President and CEO of Coaching Charities LLC, Mr. Kaplan oversees all company operations in his nationally recognized foundation management company.  His company’s function is to promote professional sports teams, individual team members, college teams and players with innovative marketing programs.  He has been called a “Marketing Expert” and “Promotion Whiz”.   His client base consists of many national sports affiliated organizations at the top levels.  He has developed unique marketing programs that attract national media coverage producing direct results.

Mr. Kaplan has served a Vice President of Marketing for the Birmingham Fire of the World League (NFL Europe), First Security Bank of New Mexico and Director of Marketing for the Fiesta Casino & Hotel (Las Vegas), a property owned one time by The Maloof Family.  He also founded and served as Executive Director of Beer Drinkers of America, a national 800,000 member consumer advocacy organization funded by Anheuser-Busch and Miller Brewing Company.

Mr. Kaplan is the architect of the first ever sellout of University Stadium (BYU vs. University of New Mexico football game), which was recognized as “promotion of the year” by the Albuquerque Sports Hall of fame in 1994.  He is a 1987 recipient of the New Mexico Jaycees “Top Ten Young New Mexican” Award and recognized as “Who’s Who in American Universities and Colleges”.  In 1998, he was inducted into the Eastern New Mexico University Athletic Hall of Honor.

Mr. Kaplan is the Founder and past Chairman of the Central New Mexico Susan G. Komen Breast Cancer Foundation. In addition he also served as International President of the Kappa Sigma Fraternity. Mr. Kaplan is a 1985 graduate (B.A. Communications) of Eastern New Mexico University and resides in Albuquerque, New Mexico.

Mr. Kaplan became a Director and the Chief Financial Officer of the Company on January 26, 2008.  On September 9, 2008, Mr. Kaplan resigned these positions as a result of other commitments.
 
 
Mark E. McIlvane: Advisory Board

Mr. McIlvane has many years experience in the telecom distribution, management, manufacturing and telecom software industries.  His responsibilities included financing, marketing, management and monitoring of large projects.  Mr. McIlvane has been in senior positions in such companies as, ACI Telecom, US West Telecom as senior Vice President and General Manager.  In 1991 he moved to a more specialize environment at Envoy Global, Inc. as the Senior Vice President of Sales and Marketing.  From there Mr. McIlvane secured a position as Senior Vice President, North America Sales of Comverse Technologies. His main responsibilities were to introduce new products to North America by using new concepts and marketing ideas for the wireless markets. He also maintained a position at Clarent Corporation as the Executive Vice President of Business operations.  There he managed post IPO growth and restructuring after building the sales organization in EMEA, North America, South and Latin America and Australia.
□ □ □
= Exercise =
Carry on the executive biographies above from their last sentence.
□ □ □
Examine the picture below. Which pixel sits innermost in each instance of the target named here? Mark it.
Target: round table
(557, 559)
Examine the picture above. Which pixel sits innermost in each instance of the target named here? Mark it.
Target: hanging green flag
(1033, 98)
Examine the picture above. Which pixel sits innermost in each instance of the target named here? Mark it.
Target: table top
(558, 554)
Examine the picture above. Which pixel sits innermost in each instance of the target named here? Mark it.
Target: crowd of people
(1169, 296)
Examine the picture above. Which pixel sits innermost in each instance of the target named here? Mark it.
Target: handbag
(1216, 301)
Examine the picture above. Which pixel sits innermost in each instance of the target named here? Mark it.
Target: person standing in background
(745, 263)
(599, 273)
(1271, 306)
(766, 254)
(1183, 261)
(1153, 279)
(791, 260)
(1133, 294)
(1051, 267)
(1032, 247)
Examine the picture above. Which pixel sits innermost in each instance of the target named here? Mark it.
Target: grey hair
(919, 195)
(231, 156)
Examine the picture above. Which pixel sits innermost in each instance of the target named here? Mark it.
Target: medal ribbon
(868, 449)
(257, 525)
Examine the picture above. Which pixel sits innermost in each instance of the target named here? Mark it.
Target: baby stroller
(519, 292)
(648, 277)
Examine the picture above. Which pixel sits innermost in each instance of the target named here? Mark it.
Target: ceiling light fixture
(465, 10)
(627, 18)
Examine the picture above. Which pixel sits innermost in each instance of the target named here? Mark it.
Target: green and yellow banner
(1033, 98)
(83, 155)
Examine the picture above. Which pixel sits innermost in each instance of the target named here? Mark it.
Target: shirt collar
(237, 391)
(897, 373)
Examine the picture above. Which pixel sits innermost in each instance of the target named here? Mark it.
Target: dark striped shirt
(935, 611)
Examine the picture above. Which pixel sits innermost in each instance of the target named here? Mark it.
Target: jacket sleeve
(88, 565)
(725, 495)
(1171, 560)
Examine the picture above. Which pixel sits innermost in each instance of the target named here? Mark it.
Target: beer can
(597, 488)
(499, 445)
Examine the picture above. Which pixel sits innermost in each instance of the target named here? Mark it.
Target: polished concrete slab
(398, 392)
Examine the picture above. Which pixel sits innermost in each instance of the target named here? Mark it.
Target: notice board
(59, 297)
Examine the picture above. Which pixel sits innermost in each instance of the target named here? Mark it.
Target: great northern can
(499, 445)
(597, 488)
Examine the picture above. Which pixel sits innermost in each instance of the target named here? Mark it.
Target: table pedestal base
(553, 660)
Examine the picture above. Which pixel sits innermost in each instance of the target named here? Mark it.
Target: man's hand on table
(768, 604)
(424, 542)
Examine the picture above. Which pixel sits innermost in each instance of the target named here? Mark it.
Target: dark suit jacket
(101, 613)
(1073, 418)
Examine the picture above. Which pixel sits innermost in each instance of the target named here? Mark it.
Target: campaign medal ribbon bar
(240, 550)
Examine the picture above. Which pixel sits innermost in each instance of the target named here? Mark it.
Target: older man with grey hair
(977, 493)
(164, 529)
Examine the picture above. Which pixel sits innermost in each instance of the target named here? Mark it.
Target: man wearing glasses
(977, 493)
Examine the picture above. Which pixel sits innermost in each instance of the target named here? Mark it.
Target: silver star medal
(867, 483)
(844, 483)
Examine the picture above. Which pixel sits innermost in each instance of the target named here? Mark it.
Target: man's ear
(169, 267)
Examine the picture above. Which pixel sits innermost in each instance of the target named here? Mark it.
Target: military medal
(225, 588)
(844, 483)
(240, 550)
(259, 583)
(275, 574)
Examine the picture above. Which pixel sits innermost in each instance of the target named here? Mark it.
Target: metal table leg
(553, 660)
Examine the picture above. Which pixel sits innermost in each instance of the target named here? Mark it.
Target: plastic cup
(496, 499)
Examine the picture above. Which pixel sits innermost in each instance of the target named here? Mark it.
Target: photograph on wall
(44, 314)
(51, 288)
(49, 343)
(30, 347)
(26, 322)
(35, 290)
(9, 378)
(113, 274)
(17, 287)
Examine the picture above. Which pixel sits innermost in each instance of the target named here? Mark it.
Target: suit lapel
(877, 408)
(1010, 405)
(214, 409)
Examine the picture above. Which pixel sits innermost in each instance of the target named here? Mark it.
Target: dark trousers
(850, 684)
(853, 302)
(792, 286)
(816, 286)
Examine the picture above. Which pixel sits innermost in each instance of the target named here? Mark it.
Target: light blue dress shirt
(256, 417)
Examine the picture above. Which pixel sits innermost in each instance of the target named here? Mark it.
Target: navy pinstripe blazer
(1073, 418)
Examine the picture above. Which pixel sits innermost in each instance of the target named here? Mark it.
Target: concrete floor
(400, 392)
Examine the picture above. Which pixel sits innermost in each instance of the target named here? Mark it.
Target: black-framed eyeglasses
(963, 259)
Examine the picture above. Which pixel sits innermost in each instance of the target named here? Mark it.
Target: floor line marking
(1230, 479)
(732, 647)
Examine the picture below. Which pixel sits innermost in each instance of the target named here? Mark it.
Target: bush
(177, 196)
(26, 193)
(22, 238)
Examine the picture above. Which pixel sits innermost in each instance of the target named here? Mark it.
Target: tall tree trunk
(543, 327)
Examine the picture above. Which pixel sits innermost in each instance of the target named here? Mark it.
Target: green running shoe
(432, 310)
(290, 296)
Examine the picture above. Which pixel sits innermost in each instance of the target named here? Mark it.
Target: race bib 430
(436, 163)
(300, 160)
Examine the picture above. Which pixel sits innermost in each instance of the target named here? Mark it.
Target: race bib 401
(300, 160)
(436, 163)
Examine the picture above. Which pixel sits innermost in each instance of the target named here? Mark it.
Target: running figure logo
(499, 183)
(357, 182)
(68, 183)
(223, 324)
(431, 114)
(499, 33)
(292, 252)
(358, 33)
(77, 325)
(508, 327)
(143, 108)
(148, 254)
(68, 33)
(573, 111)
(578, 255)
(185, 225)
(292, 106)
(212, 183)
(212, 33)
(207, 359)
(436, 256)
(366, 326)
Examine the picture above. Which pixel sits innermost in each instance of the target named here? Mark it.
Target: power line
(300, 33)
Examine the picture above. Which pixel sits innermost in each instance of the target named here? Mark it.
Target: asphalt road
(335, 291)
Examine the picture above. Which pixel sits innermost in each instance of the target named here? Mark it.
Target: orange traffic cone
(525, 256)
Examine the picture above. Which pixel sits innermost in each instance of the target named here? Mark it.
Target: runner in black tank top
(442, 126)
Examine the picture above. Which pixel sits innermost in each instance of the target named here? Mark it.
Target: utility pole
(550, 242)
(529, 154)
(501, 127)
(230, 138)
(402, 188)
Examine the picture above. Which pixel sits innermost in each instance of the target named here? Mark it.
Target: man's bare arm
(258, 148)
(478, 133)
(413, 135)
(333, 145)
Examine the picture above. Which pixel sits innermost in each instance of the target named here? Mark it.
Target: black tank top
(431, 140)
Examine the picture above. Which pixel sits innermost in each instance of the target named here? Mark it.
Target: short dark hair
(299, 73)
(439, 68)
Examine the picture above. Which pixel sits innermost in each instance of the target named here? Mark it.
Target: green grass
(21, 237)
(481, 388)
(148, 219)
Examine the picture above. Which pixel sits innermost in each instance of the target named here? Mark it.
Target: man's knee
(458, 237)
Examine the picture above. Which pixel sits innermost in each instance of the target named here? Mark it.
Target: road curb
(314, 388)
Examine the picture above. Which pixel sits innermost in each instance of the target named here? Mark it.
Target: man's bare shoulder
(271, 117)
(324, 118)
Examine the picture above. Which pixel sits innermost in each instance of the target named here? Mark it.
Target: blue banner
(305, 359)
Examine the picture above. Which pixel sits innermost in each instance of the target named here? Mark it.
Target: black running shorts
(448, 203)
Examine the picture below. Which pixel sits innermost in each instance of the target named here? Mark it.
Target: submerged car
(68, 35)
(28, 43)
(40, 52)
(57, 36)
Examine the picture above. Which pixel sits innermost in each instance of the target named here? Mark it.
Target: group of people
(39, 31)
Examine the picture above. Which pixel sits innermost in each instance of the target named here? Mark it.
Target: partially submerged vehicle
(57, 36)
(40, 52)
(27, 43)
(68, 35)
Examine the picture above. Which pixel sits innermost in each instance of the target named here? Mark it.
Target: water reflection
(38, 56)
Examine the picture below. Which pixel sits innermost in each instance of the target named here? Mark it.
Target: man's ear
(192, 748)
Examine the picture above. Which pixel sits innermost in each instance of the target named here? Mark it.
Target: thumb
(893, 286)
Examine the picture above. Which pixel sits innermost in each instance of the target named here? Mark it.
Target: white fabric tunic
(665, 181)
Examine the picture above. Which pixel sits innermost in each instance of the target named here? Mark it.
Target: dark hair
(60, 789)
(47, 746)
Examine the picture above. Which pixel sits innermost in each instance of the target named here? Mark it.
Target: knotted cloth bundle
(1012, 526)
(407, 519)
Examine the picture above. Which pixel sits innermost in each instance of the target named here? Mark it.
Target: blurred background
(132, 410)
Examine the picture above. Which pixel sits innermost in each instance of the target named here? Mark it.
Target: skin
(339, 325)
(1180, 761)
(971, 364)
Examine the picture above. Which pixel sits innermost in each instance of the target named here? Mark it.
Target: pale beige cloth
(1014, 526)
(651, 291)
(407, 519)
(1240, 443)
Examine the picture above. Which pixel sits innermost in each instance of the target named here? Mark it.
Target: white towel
□ □ □
= Answer space =
In 2001, Mr. McIlvane founded McIlvane Partners, LLC, where he guided his wireless and messaging clients to over $10,000,000 in sales with his leadership and experience of tough telecom markets.

 In 2003, Mr. McIlvane was given the title of President and CEO for Personeta, Inc., where he took over an early stage manufacturing company which was under funded and raised $25,000,000 and directed sales growth to 8+ million with a strong management of distribution evolution.
 
Kevin F. Delaney: Advisory Board

Mr. Delaney has served 34 years in the United States Navy.  As a Vietnam Veteran he flew 700 combat missions and had six command tours with two award winning aviation squadrons, an aircraft wing, Naval Air Station Jacksonville (which under his command was selected from 178 Navy bases worldwide for the Commander-in-Chief’s  Installation Excellence Award as the Navy’s best shore installation) and was Commander, Naval Shore Activities, U.S. Atlantic Fleet.  Just prior to his retirement, Mr. Delaney served as the Navy’s Regional Commander for the Southeastern United States and the Caribbean. He was responsible for over 40 commands including 14 major naval installations including 4 hospitals. Rear Admiral Delaney retired from the navy in 1998.

Mr. Delaney founded his company, Delaney and Associates Consulting after several years in senior executive positions in the Healthcare and Automotive industries.  His company specializes in a full range of government business opportunities specializing in-start up companies and emerging technologies.  His talents also include national speaking engagements specializing in topics such as leadership, management and quality and improvement subjects.

In addition, Mr. Delaney enjoys being a co-spokesman with William Shatner for the nationally syndicated Heartbeat of America, Inc. “Keeping America Strong” series.

Over the past fifteen years Mr. Delaney has served on the boards of 17 area non-profit organizations in Northeast Florida.  He is the recipient of many service awards.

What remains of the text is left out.